-- start of Exercise data --
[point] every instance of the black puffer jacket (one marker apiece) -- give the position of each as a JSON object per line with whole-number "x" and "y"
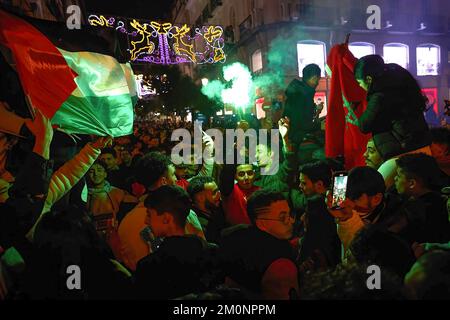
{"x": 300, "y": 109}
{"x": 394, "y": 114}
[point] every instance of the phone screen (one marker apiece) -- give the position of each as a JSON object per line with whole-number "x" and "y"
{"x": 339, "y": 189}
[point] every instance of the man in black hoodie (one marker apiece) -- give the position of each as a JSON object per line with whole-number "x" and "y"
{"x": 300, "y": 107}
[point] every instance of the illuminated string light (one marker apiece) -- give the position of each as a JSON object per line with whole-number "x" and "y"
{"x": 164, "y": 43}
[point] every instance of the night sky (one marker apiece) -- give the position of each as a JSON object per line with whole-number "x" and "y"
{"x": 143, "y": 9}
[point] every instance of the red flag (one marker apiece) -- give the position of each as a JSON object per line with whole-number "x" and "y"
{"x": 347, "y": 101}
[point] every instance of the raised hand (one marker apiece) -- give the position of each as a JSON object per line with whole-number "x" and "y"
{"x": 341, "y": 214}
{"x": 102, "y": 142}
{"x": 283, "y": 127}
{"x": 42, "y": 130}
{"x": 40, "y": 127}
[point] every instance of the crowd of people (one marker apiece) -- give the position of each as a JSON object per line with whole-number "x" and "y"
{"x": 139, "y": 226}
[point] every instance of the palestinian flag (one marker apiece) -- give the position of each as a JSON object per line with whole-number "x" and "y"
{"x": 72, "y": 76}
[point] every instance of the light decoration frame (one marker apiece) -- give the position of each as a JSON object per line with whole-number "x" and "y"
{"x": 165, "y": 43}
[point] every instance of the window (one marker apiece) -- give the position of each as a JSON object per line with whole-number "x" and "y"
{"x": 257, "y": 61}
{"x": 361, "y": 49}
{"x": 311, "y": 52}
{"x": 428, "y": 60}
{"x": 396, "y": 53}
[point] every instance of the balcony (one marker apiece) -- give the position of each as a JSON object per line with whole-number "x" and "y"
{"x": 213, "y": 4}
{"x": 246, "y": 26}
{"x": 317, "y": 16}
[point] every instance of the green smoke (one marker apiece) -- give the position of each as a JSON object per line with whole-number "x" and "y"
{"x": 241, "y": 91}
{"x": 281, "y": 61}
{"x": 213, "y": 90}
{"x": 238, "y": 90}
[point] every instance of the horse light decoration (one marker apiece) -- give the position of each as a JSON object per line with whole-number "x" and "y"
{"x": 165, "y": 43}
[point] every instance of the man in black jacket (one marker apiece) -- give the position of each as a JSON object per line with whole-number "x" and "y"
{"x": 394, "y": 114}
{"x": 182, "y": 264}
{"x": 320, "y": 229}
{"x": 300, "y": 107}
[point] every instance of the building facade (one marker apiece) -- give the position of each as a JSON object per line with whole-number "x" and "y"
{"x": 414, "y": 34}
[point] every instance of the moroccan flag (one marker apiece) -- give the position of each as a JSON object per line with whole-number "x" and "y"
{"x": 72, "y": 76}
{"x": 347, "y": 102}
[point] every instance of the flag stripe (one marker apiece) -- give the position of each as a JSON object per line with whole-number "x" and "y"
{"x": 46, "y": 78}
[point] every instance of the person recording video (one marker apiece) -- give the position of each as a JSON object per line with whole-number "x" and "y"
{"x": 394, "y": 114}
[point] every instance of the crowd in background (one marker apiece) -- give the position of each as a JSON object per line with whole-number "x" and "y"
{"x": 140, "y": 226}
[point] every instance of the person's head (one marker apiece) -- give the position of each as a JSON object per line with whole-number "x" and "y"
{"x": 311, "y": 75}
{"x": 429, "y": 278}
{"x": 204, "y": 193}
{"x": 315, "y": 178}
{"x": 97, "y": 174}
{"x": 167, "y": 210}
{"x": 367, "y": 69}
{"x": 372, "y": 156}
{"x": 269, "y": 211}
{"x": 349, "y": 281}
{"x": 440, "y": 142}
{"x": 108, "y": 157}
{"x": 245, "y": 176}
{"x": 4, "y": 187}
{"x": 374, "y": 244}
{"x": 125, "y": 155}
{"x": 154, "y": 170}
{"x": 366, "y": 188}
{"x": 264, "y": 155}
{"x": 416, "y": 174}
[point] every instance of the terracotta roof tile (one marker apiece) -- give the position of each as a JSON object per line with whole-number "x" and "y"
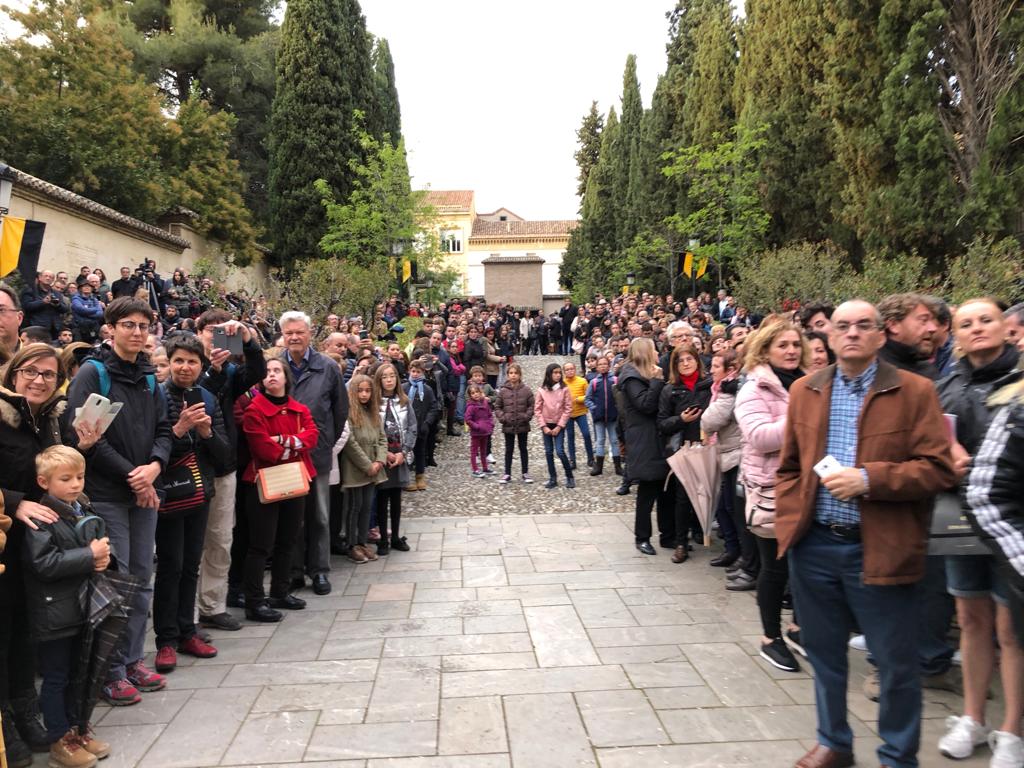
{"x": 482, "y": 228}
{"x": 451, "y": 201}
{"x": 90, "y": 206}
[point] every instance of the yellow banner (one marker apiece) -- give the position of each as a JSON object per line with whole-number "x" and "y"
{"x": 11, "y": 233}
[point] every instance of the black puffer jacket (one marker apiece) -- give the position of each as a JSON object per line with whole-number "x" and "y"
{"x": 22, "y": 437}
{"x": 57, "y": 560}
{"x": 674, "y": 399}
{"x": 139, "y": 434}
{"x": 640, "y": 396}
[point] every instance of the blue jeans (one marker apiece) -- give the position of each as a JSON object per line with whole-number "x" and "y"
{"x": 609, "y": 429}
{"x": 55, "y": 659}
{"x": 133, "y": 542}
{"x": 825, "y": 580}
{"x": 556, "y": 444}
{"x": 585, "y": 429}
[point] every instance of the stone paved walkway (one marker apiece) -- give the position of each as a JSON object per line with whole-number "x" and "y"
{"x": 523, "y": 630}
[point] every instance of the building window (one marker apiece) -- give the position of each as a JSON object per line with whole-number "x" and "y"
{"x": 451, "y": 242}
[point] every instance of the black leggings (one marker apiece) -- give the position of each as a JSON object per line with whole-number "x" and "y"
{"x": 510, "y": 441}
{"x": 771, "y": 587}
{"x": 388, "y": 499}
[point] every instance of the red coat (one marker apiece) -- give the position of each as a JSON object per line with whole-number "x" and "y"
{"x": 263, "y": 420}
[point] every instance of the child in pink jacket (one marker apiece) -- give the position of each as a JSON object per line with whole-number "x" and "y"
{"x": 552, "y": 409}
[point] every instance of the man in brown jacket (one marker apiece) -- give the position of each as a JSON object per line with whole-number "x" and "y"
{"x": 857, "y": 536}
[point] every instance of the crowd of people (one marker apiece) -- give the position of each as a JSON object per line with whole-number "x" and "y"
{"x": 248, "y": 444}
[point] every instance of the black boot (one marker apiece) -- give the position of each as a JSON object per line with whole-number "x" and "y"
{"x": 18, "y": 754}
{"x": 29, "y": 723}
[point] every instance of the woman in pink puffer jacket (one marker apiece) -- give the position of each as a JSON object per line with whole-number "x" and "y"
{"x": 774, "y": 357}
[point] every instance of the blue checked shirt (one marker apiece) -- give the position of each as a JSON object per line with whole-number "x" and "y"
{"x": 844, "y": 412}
-- end of Exercise data --
All the material shown above is to be copied exactly, with no pictures carried over.

=== Solution to the problem ===
[point] every instance of the black puffer jacket (one marker apiece) -- give the position of each as a JSON object per line with whole-number "x" and "y"
{"x": 300, "y": 109}
{"x": 394, "y": 114}
[point] every instance of the phone screen (one marker apiece) -- give the position of each as a JSON object per line with whole-number "x" and "y"
{"x": 339, "y": 189}
[point] every instance of the man in black hoodie (one marker apiece) -- give the position of each as a JSON object per line with whole-number "x" and "y"
{"x": 300, "y": 107}
[point] every instance of the illuminated string light (one marker apiece) -- give the position of each as a JSON object per line with whole-number "x" and "y"
{"x": 164, "y": 43}
[point] every instance of the night sky (one marker apiece) -- give the position of each as a JSON object per line with whole-number "x" and "y"
{"x": 143, "y": 9}
[point] every instance of the red flag (one marker apiece) -- give the position of each as a JSON object per line with whole-number "x" and "y"
{"x": 347, "y": 101}
[point] every instance of the raised hand (one marker apiece) -- give the position of each as a JSON object per line with whole-number "x" and "y"
{"x": 341, "y": 214}
{"x": 102, "y": 142}
{"x": 283, "y": 127}
{"x": 42, "y": 130}
{"x": 40, "y": 127}
[point] every instance of the crowd of people (one marker apiece) -- give the position of each as a JSON object per line with whole-number "x" and "y"
{"x": 139, "y": 226}
[point] every instance of the palestinian flag (one marker apiece) -- give the position of each as a JSON object per line with whole-number "x" and "y"
{"x": 72, "y": 76}
[point] every instance of the light decoration frame (one marker apiece) -- give the position of each as a JSON object per line with whole-number "x" and "y"
{"x": 165, "y": 43}
[point] every instance of the window (one marker apiece) -- give the position of each as a JSON object per line with whole-number "x" and "y"
{"x": 257, "y": 61}
{"x": 361, "y": 49}
{"x": 311, "y": 52}
{"x": 428, "y": 60}
{"x": 396, "y": 53}
[point] every instance of the balcony (one marker apiece) -- give the position of each as a JSON object per line with whole-number "x" and "y"
{"x": 213, "y": 4}
{"x": 246, "y": 26}
{"x": 317, "y": 16}
[point] every instance of the green smoke (one marker apiece) -- give the position of each as a JSON object per line with whole-number "x" and "y"
{"x": 241, "y": 91}
{"x": 281, "y": 61}
{"x": 213, "y": 90}
{"x": 238, "y": 90}
[point] every instance of the horse light decoration (one marker apiece) -- give the position of each as a JSON object per line with whole-number "x" and "y"
{"x": 165, "y": 43}
[point] every instance of the man in black jacket (one marker apiece) -- give the position of each as a JSON object per line with whole-number "x" and "y"
{"x": 394, "y": 114}
{"x": 182, "y": 264}
{"x": 320, "y": 229}
{"x": 300, "y": 107}
[point] every instance of the building facade (one marker apiece) -- give the position of each as a JSON object per line with whole-number "x" and "y"
{"x": 414, "y": 34}
[point] every instance of the moroccan flag (one marker apiece) -- give the position of each as a JSON object per line with whole-number "x" and "y"
{"x": 72, "y": 76}
{"x": 347, "y": 102}
[point] every instance of the flag stripe (one marker apiece) -- give the position of each as a JSON object per line with whole-number "x" and "y"
{"x": 46, "y": 78}
[point] every instance of the person recording video (one marker apiece) -- give the position of each as a JSON object per line with whole-number "x" and "y"
{"x": 394, "y": 114}
[point] every instance of the crowd in background (one marker apiece) -- give the position of each as a JSON object per line with whole-number "x" and "y"
{"x": 140, "y": 226}
[point] every instance of the person's head (one marker apiece) -- give the position of each as a JSON object per line with whole-number "x" and "y"
{"x": 311, "y": 75}
{"x": 429, "y": 278}
{"x": 204, "y": 193}
{"x": 315, "y": 178}
{"x": 97, "y": 174}
{"x": 167, "y": 210}
{"x": 367, "y": 69}
{"x": 372, "y": 156}
{"x": 269, "y": 211}
{"x": 349, "y": 281}
{"x": 440, "y": 142}
{"x": 108, "y": 157}
{"x": 245, "y": 176}
{"x": 4, "y": 187}
{"x": 374, "y": 244}
{"x": 125, "y": 155}
{"x": 154, "y": 170}
{"x": 366, "y": 188}
{"x": 264, "y": 155}
{"x": 416, "y": 174}
[point] every instance of the terracotta roof tile (one marker apiece) -- give the position of each as a JSON object per line with whole-number "x" and "y"
{"x": 482, "y": 228}
{"x": 451, "y": 201}
{"x": 90, "y": 206}
[point] every instance of the yellow banner (one marker apiece) -- give the position of each as a JSON object per line with whole-number "x" and "y"
{"x": 11, "y": 233}
[point] every instance of the black puffer jacket (one marker apiece) -- give the position of each as a JSON object per line with whole-number "x" and "y"
{"x": 22, "y": 437}
{"x": 57, "y": 560}
{"x": 674, "y": 399}
{"x": 139, "y": 434}
{"x": 640, "y": 396}
[point] every instance of the blue jeans (one marker apiece) -- give the position of each as a JSON object per line with whole-number "x" and "y"
{"x": 609, "y": 429}
{"x": 55, "y": 659}
{"x": 133, "y": 542}
{"x": 825, "y": 580}
{"x": 556, "y": 444}
{"x": 585, "y": 429}
[point] every instance of the stone paved walkway (one marker apiece) -- give the position of each as a JSON object per line with whole-number "x" and "y"
{"x": 523, "y": 630}
[point] every instance of the building window (one marker apiece) -- give the position of each as a JSON object per line with whole-number "x" and "y"
{"x": 451, "y": 242}
[point] every instance of the black leggings (one marker apiece) -- give the position of each as a JSON object per line with whole-number "x" and "y"
{"x": 510, "y": 441}
{"x": 771, "y": 587}
{"x": 388, "y": 499}
[point] every instance of the red coat (one marker apiece) -- give the position of each as a JSON object per line with whole-number "x" and "y"
{"x": 263, "y": 420}
[point] every instance of the child in pink jacket (one marker apiece) -- give the position of each as a JSON object per line with whole-number "x" and "y"
{"x": 552, "y": 409}
[point] every instance of the man in brown jacket (one marker apiece) -- give the position of each as a JSON object per line with whole-number "x" and "y"
{"x": 857, "y": 536}
[point] every instance of the crowd of people (one marker apiece) -- give the position of each as a JSON object per line with whole-number "x" and "y"
{"x": 248, "y": 444}
[point] every instance of the black boot (one marker apiece) -- give the position of each as a JSON object per line with whole-number "x" and "y"
{"x": 18, "y": 754}
{"x": 29, "y": 723}
[point] every instance of the woman in pink puffer jacket (one marker apiece) -- give the position of each as a JSON object per line with whole-number "x" and "y"
{"x": 774, "y": 357}
[point] every instance of the blue checked shirt (one marker apiece) -- give the position of each as a JSON object per line with whole-number "x" and "y"
{"x": 844, "y": 412}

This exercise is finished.